▶ **EXTRACTED DATA**:
---

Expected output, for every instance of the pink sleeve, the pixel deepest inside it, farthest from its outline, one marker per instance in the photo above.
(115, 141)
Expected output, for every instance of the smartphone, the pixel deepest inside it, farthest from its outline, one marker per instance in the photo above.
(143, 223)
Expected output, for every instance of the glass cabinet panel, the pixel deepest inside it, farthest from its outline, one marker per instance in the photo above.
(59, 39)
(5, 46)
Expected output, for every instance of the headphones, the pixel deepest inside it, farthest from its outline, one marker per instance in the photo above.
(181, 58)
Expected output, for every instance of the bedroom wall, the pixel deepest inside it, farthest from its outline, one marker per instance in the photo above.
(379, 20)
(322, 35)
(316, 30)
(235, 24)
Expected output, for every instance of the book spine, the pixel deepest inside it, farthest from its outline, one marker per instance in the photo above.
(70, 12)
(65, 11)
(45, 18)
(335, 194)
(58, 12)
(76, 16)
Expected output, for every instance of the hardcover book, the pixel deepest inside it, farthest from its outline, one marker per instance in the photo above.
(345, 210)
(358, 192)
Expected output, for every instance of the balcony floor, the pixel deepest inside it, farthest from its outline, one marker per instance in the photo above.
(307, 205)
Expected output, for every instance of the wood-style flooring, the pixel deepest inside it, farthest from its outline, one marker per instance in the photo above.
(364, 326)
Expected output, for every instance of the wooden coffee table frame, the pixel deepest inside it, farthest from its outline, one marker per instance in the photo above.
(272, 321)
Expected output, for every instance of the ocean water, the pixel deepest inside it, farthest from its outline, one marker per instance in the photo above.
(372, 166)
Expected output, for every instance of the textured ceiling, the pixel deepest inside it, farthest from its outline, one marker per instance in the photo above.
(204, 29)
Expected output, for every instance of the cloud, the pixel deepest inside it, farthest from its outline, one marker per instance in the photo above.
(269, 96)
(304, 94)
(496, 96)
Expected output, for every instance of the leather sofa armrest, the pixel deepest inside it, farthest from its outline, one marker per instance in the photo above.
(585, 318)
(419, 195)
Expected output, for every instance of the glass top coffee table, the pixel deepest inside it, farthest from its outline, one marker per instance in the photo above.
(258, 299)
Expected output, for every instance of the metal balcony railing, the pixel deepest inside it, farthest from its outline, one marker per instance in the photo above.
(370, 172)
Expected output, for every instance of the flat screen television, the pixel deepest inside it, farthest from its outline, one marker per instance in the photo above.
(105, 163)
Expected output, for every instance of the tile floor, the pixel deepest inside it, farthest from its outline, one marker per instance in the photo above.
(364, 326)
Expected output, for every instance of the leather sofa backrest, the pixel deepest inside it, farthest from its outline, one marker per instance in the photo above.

---

▶ **WHAT THIS TASK INVOLVES**: Retype the material above, character for character.

▶ **ANSWER TO THIS PROBLEM**:
Expected output, for every instance of the pink sleeve, the pixel deepest inside it, farthest from its outline, one marker per instance in the photo above.
(115, 141)
Expected output, for every instance of the smartphone, the pixel deepest inside it, farthest from its outline, one marker per instance in the photo above.
(143, 223)
Expected output, for every instance of the glass cabinet panel, the pixel deepest inside it, farthest from its outline, one marker per instance in the photo above.
(59, 39)
(5, 46)
Expected output, for every instance of the headphones, the pixel deepest inside it, farthest from its outline, one marker per instance in the photo above.
(181, 58)
Expected output, for every instance of the bedroom wall, the pixel deepest inside it, farthest from its outline, one marker per instance in the photo above.
(379, 20)
(322, 35)
(316, 30)
(235, 24)
Expected output, for every instance of the book spine, the pixel deepest inside it, farthest from its outline, one marker per instance in the photo above.
(70, 12)
(65, 11)
(45, 18)
(335, 194)
(58, 12)
(76, 16)
Expected output, for every instance of the hardcover book, the pixel deepest inside it, farthest from its outline, one marker per instance in the photo above.
(345, 210)
(358, 192)
Expected output, for every instance of the balcony floor, the pixel deepest inside it, farthest from its outline, one marker per instance in the photo above.
(307, 205)
Expected output, for every instance of the wood-style flooring, the pixel deepest inside it, farthest from its outline, one marker per instance in the photo above.
(364, 326)
Expected output, for every instance of the wooden coffee table frame, the pixel deepest inside it, farthest from its outline, one marker per instance in the photo above.
(272, 321)
Expected output, for every instance of the ocean water, the pixel deepest inside it, farthest from its outline, one marker per instance in the photo above.
(372, 166)
Expected output, for every instance of the textured ceiling, the pixel deepest inside it, farthest from its outline, one marker per instance in the photo above.
(204, 29)
Expected output, for every instance of the cloud, the pixel deepest inside it, farthest from its outline, one marker per instance in the photo above.
(269, 96)
(304, 94)
(496, 96)
Expected output, for every instance of the leather sofa armrest, the pixel deepest inside it, farthest from its outline, one marker per instance in the photo above.
(585, 318)
(419, 195)
Expected output, for every instance of the glass top coffee table, the pixel deepest inside it, farthest from its outline, one marker per instance in the photo above.
(258, 299)
Expected output, for every instance of the metal balcony railing, the pixel deepest inside it, farthest from its outline, one marker per instance in the photo above.
(370, 172)
Expected output, for every instance of the flat screen television, the pixel deepest inside it, farthest from its outline, one marker per instance in the photo above.
(105, 163)
Expected output, for every instance of the tile floor, the pixel deepest inside it, farthest from its outline, one marker per instance in the photo above.
(364, 326)
Expected output, for every instance of the leather sofa backrest, the pixel deepest inside it, farthest from its outline, one marker per instance in the photo above.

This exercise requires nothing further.